Text

○ ○ ○ ○

The Douglas Dolphin at Shanghai's Lunghwa Airport
The importance of the Kweichow/Kunming line faded after the Communist escape, and Chief Pilot Ernie Allison returned Moon Chin to Shanghai to fly the Douglas Dolphin on Route Three, between Shanghai and Canton. Powered by two Pratt & Whitney R-985 radial engines, each delivering 450 horsepower, the Dolphin had more power than it needed, making it unique among the seaplanes of the day. (Of all the airplanes Moon Chin flew during his career, the Douglas Dolphin is his favorite.)

The maiden flight of CNAC's first dolphin; over Shanghai in 1934 (Edward P. Howard photo)
The Dolphins' wings were skinned with plywood, and the nails tended to loosen with the impact of each water landing. One of Moon Chin's copilot duties was to nonchalantly walk along the wing top after each landing and use his boot heel to discretely shove the nails back into place.[i]
The Dolphin's biggest flaw was that it had been designed without a water rudder, and Bixby wired Andre Priester, Pan Am's chief engineer, detailing the oversight and asking for a fix.
Priester cabled that the Douglas Corporation would design one for $2,500 U.S.

○ ○ ○ ○

Set of tasks
A) Repeat the passage on the Douglas Dolphin from "The Douglas Dolphin at" up to and including "is his favorite.)".
B) List every person named in the passage on the Douglas Dolphin.
C) According to the passage on the Douglas Dolphin, why did Moon Chin walk along the wing top after each landing?

○ ○ ○ ○

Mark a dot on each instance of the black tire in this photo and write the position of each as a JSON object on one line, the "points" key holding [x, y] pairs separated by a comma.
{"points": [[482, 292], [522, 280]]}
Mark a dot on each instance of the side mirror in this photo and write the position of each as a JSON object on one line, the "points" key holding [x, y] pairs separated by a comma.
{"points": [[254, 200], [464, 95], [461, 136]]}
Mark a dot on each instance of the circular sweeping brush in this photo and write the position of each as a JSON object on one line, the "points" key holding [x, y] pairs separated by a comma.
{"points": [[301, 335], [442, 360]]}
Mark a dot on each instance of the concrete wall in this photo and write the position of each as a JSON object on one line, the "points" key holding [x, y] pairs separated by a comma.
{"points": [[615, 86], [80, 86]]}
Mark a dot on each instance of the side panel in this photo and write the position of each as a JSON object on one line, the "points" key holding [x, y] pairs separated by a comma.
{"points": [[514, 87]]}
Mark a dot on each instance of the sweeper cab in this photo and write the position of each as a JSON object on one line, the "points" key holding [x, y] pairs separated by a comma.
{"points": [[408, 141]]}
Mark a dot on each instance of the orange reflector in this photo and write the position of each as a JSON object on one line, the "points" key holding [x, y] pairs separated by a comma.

○ ○ ○ ○

Completed exercise
A)
The Douglas Dolphin at Shanghai's Lunghwa Airport
The importance of the Kweichow/Kunming line faded after the Communist escape, and Chief Pilot Ernie Allison returned Moon Chin to Shanghai to fly the Douglas Dolphin on Route Three, between Shanghai and Canton. Powered by two Pratt & Whitney R-985 radial engines, each delivering 450 horsepower, the Dolphin had more power than it needed, making it unique among the seaplanes of the day. (Of all the airplanes Moon Chin flew during his career, the Douglas Dolphin is his favorite.)

B)
Ernie Allison
Moon Chin
Edward P. Howard
Bixby
Andre Priester

C) The Dolphin's wings were skinned with plywood, and the nails tended to loosen with the impact of each water landing. As a copilot duty, he walked the wing top and used his boot heel to shove the loosened nails back into place.